■ PASSAGE SHOWN ■
# # # # #
Ralph,

I appreciate the feedback, thanks. I’m a pretty terrible Python programmer,
having last touched it in 2001/2002 when I started at university (and
no-one else used it). I’ll throw your complete set of comments to Claude
and see what it thinks.

As I’m about to send the resulting output files to a Chinese harness
factory, the latest commit now features simplified Chinese support and
support for cores contained within a sheath (a cable as it were)…

On Tue, 12 May 2026 at 11:45, Ralph Corderoy <[email protected]> wrote:

> Hi Hugh,
>
> > It started off just getting Claude to generate these directly from the
> > csv, but by the time I’d done a couple of them it made sense to get it
> > into a simple program. All told it’s about half a day of work. Claude
> > did all the program architecture, wrote all the code, wrote the docs,
> > managed the repo and pushed to my GitHub.
>
> Thanks for making that available.  I was curious so here's some
> comments.
>
>
> When looking at the HTML produced for the example, I was puzzled why
> clicking each of the ‘Bootlace ferrule’ wires in turn switched the
> highlight to them except for ‘TL-GND (power meter’ which cancelled the
> highlight.
>
> It's because clicking the text doesn't ‘pick’; clicking the rectangle
> the text sits in is needed.  ‘TL-GND (power meter’ is the longest piece
> of text so when I ran the mouse down vertically, it happened to be over
> text for just that one wire.
>
> I think the text should pick too, e.g. ‘13 Mode change’.
>
>
> I looked just at the start of wd/parser.py:
>
>     5   # Flexible column name aliases (all lowercase, spaces normalised)
# # # # #
■ EXTRACTED DATA ■
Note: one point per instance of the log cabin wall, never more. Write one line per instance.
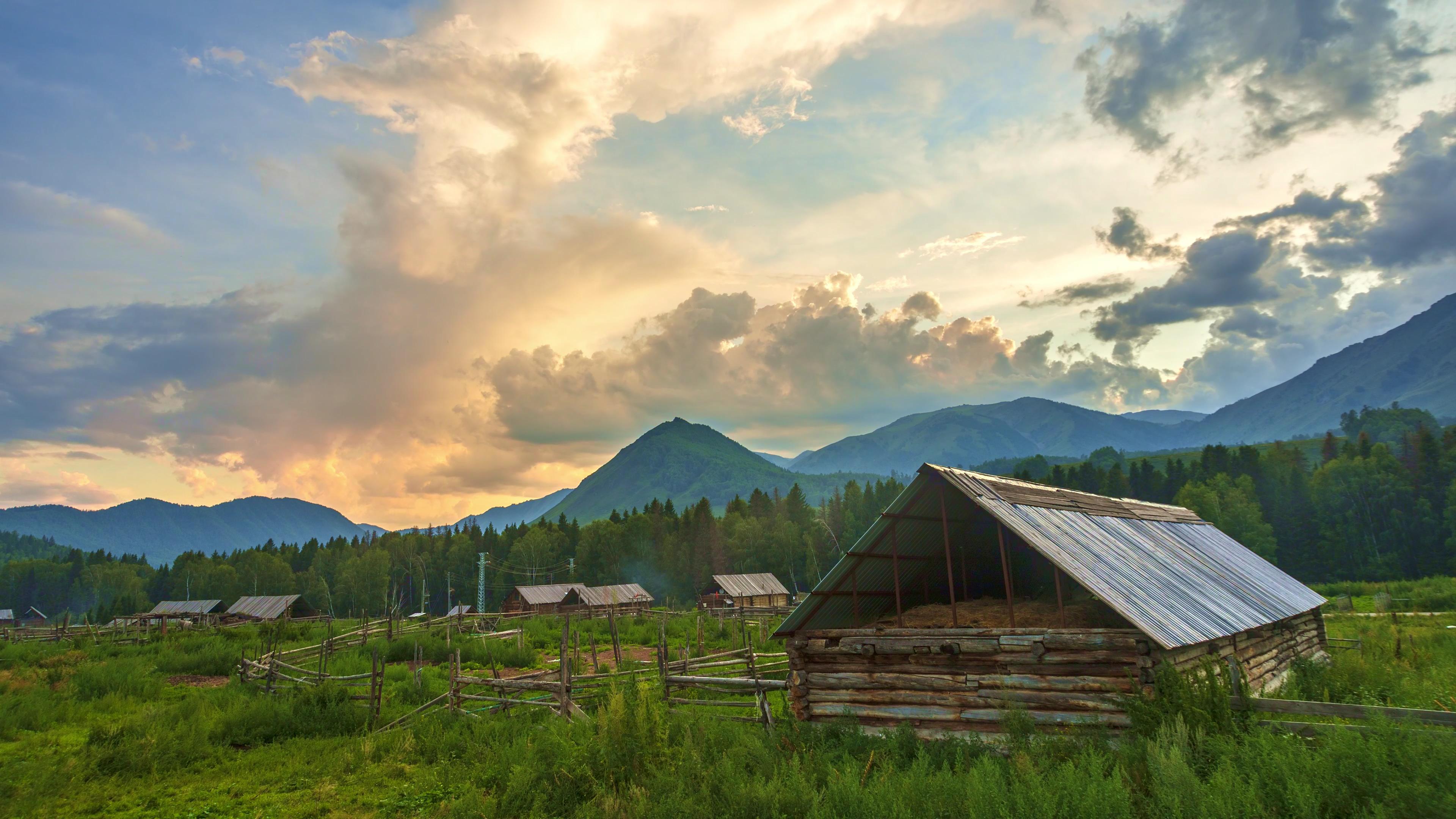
# # # # #
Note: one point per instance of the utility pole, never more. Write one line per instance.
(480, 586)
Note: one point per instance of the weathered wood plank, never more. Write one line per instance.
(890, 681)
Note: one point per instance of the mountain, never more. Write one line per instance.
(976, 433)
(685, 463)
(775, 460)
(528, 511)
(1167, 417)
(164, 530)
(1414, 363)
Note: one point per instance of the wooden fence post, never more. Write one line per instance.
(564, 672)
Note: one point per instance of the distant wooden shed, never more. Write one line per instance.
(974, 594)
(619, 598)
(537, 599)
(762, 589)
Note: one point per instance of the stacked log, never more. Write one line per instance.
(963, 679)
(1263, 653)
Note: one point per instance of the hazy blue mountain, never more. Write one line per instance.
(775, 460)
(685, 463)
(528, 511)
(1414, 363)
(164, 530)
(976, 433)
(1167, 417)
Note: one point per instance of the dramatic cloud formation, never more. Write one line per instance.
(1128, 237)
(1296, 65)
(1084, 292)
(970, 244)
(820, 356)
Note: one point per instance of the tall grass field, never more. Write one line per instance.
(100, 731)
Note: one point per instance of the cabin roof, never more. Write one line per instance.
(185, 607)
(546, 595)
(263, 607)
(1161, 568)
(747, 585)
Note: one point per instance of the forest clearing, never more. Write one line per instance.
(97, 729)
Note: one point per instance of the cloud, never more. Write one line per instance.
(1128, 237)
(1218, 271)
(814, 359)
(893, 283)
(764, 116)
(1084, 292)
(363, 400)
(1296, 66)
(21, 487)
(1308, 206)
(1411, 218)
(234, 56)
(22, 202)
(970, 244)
# # # # #
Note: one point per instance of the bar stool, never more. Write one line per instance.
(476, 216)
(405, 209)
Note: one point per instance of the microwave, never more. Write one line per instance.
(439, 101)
# # # # #
■ TASK DESCRIPTION ■
Reproduce the email reply at the top of this page verbatim, from "Ralph," through the last quoted line from wd/parser.py.

■ EXERCISE RESULT ■
Ralph,

I appreciate the feedback, thanks. I’m a pretty terrible Python programmer,
having last touched it in 2001/2002 when I started at university (and
no-one else used it). I’ll throw your complete set of comments to Claude
and see what it thinks.

As I’m about to send the resulting output files to a Chinese harness
factory, the latest commit now features simplified Chinese support and
support for cores contained within a sheath (a cable as it were)…

On Tue, 12 May 2026 at 11:45, Ralph Corderoy <[email protected]> wrote:

> Hi Hugh,
>
> > It started off just getting Claude to generate these directly from the
> > csv, but by the time I’d done a couple of them it made sense to get it
> > into a simple program. All told it’s about half a day of work. Claude
> > did all the program architecture, wrote all the code, wrote the docs,
> > managed the repo and pushed to my GitHub.
>
> Thanks for making that available.  I was curious so here's some
> comments.
>
>
> When looking at the HTML produced for the example, I was puzzled why
> clicking each of the ‘Bootlace ferrule’ wires in turn switched the
> highlight to them except for ‘TL-GND (power meter’ which cancelled the
> highlight.
>
> It's because clicking the text doesn't ‘pick’; clicking the rectangle
> the text sits in is needed.  ‘TL-GND (power meter’ is the longest piece
> of text so when I ran the mouse down vertically, it happened to be over
> text for just that one wire.
>
> I think the text should pick too, e.g. ‘13 Mode change’.
>
>
> I looked just at the start of wd/parser.py:
>
>     5   # Flexible column name aliases (all lowercase, spaces normalised)